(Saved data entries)
# # # # #

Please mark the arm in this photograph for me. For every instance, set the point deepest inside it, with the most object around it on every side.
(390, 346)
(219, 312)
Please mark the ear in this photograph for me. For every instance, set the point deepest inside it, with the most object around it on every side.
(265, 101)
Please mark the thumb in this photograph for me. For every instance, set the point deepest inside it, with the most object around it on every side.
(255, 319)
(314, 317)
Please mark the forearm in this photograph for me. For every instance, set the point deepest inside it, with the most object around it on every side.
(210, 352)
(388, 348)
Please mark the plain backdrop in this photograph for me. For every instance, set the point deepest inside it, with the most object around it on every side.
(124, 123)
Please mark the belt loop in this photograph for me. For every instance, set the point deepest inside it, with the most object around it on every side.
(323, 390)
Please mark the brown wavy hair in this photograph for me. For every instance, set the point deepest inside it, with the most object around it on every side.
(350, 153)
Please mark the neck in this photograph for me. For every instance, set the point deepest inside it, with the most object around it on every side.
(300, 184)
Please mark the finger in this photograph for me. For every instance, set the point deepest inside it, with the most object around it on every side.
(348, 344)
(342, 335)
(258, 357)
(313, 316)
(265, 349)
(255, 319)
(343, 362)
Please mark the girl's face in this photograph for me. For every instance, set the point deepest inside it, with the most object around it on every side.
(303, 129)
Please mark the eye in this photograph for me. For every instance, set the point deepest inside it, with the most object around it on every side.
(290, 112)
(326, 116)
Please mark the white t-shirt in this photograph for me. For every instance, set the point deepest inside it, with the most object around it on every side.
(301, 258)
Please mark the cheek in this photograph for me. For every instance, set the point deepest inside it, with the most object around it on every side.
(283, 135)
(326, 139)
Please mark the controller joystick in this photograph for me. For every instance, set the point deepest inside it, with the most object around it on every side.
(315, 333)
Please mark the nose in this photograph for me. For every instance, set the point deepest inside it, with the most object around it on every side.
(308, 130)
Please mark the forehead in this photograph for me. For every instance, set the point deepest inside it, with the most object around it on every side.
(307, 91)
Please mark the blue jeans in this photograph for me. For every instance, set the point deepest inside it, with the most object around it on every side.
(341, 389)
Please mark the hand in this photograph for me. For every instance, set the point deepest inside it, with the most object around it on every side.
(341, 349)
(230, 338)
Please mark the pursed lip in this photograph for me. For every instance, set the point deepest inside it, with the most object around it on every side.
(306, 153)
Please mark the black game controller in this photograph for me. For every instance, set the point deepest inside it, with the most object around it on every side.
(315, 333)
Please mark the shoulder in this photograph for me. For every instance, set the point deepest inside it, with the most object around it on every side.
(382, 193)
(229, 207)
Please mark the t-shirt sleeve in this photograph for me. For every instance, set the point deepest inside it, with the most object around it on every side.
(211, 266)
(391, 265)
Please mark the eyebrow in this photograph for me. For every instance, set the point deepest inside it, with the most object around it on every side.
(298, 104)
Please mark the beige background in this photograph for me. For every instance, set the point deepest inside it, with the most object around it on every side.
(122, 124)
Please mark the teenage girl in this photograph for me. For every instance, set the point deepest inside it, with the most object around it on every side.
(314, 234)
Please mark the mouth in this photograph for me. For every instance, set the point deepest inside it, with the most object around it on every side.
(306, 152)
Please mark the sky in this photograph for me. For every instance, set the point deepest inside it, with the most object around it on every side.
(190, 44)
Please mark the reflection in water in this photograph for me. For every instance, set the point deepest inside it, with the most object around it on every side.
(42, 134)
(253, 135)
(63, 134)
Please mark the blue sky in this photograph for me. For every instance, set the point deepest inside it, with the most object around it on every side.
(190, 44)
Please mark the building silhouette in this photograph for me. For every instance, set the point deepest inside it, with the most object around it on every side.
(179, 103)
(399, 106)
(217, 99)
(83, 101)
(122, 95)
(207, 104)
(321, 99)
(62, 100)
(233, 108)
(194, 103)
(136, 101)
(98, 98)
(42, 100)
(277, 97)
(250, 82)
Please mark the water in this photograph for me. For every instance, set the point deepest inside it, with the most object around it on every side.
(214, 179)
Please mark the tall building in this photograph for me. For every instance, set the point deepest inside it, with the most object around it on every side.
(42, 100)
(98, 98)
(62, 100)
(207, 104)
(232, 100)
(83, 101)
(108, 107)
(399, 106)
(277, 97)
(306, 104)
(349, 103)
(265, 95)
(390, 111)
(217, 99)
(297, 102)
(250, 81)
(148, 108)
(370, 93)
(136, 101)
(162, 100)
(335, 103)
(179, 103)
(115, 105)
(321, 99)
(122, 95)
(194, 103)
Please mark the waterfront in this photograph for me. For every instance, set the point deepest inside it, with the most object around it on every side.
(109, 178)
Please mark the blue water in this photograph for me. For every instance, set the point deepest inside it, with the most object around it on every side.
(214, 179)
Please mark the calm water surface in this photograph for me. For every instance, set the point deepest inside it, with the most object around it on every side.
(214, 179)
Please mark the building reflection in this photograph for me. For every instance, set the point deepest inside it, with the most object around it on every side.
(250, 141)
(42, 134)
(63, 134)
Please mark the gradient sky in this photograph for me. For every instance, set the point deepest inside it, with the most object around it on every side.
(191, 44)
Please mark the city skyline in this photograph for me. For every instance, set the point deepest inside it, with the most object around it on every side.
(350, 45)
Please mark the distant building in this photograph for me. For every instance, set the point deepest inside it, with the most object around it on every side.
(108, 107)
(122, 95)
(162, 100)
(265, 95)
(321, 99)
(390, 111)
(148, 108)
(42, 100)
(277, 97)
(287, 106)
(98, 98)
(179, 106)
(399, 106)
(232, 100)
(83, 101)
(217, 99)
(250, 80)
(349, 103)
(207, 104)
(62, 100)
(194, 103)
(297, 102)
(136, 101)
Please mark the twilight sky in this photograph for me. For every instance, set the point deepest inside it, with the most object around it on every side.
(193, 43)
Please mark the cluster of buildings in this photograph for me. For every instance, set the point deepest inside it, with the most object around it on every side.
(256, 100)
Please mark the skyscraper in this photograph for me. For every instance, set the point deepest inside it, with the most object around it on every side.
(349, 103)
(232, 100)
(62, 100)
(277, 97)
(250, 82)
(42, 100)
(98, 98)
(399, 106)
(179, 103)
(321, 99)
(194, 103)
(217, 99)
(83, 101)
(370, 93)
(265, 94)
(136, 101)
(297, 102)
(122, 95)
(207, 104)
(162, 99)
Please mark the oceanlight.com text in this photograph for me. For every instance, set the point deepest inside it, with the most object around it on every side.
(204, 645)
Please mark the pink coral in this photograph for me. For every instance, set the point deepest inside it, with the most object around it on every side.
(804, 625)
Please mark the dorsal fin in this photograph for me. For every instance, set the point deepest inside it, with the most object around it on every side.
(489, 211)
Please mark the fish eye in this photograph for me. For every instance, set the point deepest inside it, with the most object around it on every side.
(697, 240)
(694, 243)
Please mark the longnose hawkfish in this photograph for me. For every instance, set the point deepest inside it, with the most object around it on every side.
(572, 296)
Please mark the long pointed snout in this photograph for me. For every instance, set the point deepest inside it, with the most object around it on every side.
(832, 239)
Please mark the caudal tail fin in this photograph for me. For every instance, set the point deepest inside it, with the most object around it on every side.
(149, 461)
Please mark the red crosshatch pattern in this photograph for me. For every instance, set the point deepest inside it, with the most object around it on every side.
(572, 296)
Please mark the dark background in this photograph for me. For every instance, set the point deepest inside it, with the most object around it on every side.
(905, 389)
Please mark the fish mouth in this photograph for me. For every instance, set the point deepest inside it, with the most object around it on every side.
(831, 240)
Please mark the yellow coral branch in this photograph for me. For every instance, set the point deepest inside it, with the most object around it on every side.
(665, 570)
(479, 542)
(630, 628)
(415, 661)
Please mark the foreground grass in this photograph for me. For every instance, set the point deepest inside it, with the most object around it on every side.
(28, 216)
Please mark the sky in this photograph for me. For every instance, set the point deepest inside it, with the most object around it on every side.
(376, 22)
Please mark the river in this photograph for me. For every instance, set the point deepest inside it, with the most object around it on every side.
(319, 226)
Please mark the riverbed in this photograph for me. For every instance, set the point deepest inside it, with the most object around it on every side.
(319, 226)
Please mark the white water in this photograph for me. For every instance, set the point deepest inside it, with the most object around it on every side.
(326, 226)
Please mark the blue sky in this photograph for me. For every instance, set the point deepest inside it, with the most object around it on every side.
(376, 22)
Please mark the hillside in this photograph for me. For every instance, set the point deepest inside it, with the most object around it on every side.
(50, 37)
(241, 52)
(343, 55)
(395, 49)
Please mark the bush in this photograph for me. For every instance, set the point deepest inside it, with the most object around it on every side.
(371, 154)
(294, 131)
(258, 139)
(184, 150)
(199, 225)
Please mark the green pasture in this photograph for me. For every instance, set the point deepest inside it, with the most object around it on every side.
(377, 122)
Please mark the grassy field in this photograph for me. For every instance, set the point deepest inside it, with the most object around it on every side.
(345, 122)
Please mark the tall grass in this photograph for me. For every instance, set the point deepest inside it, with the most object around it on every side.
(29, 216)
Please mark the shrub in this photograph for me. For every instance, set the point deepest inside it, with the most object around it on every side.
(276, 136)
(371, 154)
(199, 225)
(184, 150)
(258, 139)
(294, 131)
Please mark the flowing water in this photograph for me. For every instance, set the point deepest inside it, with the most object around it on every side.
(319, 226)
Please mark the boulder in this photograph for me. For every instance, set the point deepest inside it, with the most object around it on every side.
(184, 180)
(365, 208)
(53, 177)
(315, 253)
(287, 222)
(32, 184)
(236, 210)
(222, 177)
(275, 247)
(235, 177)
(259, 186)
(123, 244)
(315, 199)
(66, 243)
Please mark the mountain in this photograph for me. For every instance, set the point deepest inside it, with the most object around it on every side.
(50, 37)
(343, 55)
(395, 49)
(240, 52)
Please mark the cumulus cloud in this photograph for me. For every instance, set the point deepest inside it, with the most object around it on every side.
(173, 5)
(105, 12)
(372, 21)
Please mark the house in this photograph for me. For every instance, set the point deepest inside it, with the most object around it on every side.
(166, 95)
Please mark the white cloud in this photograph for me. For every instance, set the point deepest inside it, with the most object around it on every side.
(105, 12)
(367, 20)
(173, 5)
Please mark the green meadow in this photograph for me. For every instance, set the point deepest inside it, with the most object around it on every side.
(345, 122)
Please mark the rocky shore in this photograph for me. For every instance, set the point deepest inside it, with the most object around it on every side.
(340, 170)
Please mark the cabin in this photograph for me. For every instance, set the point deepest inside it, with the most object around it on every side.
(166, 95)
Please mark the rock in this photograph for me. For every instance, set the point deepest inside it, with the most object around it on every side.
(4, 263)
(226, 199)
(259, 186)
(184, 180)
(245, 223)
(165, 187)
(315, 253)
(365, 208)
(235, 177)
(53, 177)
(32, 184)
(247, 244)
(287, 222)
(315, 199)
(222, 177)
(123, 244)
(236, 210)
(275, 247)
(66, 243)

# # # # #

**Problem details**. Print exactly the lines from the one with "Please mark the cumulus" through the end of the data, inclusive.

**Answer**.
Please mark the cumulus cloud in this photograph for me. For every instance, set the point deepest inside it, with the most object around it on every side.
(173, 5)
(105, 12)
(372, 21)
Please mark the house in this photograph for me. For every instance, set the point deepest inside it, with the most object around it on every side.
(166, 95)
Please mark the white cloud in this photograph for me. For every instance, set the point deepest inside it, with the most object around it on every side.
(105, 12)
(367, 20)
(173, 5)
Please mark the green meadow in this photograph for me. For every instance, set the point deepest inside it, with the most object around it on every side.
(345, 122)
Please mark the rocky shore in this photograph for me. For every instance, set the point deepest inside it, with the most object around it on every side.
(340, 170)
Please mark the cabin in this photograph for me. For every instance, set the point deepest inside it, with the most object around it on every side.
(166, 95)
Please mark the rock in this photograph for me. For every instance, set the point deepest inside it, with the most object around it on every side.
(4, 263)
(226, 199)
(259, 186)
(184, 180)
(245, 223)
(165, 187)
(315, 253)
(365, 208)
(235, 177)
(53, 177)
(32, 184)
(247, 244)
(287, 222)
(315, 199)
(222, 177)
(123, 244)
(236, 210)
(275, 247)
(66, 243)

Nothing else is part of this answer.